What is expected: Retype the following data line for line without changing anything, and leave the pictures out of your copy.

Task data:
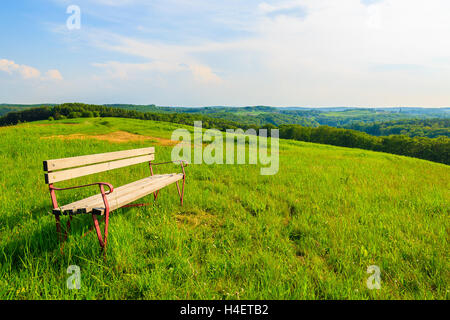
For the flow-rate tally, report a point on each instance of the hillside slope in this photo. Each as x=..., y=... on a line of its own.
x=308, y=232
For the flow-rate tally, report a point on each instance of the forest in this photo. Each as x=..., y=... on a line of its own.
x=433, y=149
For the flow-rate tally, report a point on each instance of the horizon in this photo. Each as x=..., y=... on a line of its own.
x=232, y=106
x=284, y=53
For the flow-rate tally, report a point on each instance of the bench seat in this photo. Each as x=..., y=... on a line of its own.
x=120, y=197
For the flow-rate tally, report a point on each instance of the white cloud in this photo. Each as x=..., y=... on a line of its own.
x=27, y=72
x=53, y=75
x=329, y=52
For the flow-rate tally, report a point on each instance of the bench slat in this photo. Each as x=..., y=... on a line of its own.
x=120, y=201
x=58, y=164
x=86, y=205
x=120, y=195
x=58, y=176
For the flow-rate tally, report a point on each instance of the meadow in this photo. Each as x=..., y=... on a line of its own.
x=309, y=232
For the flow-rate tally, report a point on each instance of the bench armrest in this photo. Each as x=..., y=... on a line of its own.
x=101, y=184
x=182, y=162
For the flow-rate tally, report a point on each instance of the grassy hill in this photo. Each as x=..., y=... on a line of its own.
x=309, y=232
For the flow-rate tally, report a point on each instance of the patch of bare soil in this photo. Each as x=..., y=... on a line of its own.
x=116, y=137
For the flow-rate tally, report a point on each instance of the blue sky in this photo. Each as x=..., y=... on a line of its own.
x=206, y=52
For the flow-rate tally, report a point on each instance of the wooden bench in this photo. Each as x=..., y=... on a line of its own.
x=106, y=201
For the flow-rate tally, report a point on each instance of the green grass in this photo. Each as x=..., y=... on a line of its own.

Answer to the task:
For the flow-rate tally, report a point on each instance of the hillside slope in this photo. Each as x=..., y=... on a line of its own.
x=308, y=232
For the flow-rate tally, report a point on each instance of the forest in this photo. Each as x=..., y=... on a line of its own.
x=433, y=149
For the flow-rate tally, report a point on each instance of the horizon in this photo. Each as x=..., y=... on a line of its own.
x=232, y=106
x=284, y=53
For the flow-rate tally, report a point on each instance of the bench seat in this photo. Each as x=..., y=... on a line of its own.
x=120, y=197
For the flow-rate tally, report a point on each instance of the white cloud in this photo. Each as x=..., y=... on a line of its own.
x=27, y=72
x=53, y=75
x=329, y=52
For the flow-rate tally, report a point on each instance of the bench slat in this photo. Each as x=..., y=... on a line of its own.
x=120, y=201
x=58, y=164
x=86, y=205
x=120, y=195
x=58, y=176
For the flow-rate tally, report a point on each instance of the meadow in this photo. Each as x=..., y=... on a line of its own.
x=309, y=232
For the flow-rate tally, report a point on each instance of the bench armrest in this photo. Each as x=..., y=... on a line of its own.
x=101, y=184
x=182, y=162
For the flow-rate tally, report a point on each instance of the grassy hill in this photo. Each as x=..., y=... on a line of its own.
x=309, y=232
For the flow-rate tally, report a point on each instance of the patch of bare soil in this photo. Each as x=..., y=... on a line of its own.
x=116, y=137
For the flow-rate tally, report a point on each instance of the blue sky in this photo. Each as x=..., y=... on a line of its own.
x=206, y=52
For the flow-rate tally, report a point on each instance of the wooden bench in this photo. Each as x=..., y=... on a line of its own.
x=106, y=201
For the flow-rate tally, report a point on each instance of the green grass in this photo. Each as x=..., y=... on a line of its own.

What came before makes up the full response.